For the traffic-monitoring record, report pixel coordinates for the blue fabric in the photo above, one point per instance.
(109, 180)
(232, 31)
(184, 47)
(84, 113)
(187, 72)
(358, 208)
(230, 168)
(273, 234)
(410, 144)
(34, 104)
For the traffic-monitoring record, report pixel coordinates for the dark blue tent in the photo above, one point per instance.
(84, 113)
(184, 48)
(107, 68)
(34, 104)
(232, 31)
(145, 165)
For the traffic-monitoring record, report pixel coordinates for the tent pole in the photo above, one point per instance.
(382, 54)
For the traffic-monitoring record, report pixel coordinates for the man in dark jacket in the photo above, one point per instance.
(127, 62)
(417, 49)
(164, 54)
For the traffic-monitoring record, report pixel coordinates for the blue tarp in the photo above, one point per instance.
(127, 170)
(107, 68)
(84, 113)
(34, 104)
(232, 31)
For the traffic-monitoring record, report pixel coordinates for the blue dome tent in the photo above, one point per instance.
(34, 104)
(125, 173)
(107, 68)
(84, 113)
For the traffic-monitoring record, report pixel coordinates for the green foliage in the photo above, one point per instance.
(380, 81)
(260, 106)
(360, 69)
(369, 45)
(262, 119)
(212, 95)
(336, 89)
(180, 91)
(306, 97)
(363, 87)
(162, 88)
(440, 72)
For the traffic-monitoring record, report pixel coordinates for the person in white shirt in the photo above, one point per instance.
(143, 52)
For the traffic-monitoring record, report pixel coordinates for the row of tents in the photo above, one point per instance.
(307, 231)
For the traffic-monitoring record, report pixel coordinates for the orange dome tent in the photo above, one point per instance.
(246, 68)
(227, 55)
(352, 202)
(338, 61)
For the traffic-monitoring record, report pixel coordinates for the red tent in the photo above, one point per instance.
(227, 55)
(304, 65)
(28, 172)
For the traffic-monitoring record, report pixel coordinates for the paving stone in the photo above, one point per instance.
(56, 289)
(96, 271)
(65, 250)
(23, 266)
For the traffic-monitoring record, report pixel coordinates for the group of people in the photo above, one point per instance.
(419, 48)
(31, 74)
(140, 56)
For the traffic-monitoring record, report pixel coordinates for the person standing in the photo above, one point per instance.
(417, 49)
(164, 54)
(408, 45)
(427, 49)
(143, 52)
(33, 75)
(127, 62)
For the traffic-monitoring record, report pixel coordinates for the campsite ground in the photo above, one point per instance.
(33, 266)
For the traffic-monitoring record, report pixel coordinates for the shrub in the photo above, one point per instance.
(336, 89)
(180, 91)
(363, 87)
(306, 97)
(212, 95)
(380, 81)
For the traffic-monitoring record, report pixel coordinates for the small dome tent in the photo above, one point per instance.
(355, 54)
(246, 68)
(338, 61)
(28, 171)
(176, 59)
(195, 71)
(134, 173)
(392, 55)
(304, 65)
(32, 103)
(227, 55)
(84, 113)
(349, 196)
--------------------
PROBLEM TO WORK ON: Reproduce only the lines running from the one that contains "for the campsite" to the last line of the records.

RESULT FOR THIS EXERCISE:
For the traffic-monitoring record, report pixel coordinates for the campsite ground in the photo above, one point per instance.
(33, 266)
For the traffic-monitoring record, report pixel coordinates for the shrub in the photo above, one point per instance.
(336, 89)
(180, 91)
(363, 87)
(306, 97)
(212, 95)
(380, 81)
For the traffic-monitoring record, report pixel coordinates for the small dome tent in the photo above, one point per instance.
(355, 54)
(246, 68)
(338, 61)
(28, 171)
(176, 59)
(195, 71)
(134, 173)
(392, 55)
(304, 65)
(32, 103)
(227, 55)
(84, 113)
(349, 196)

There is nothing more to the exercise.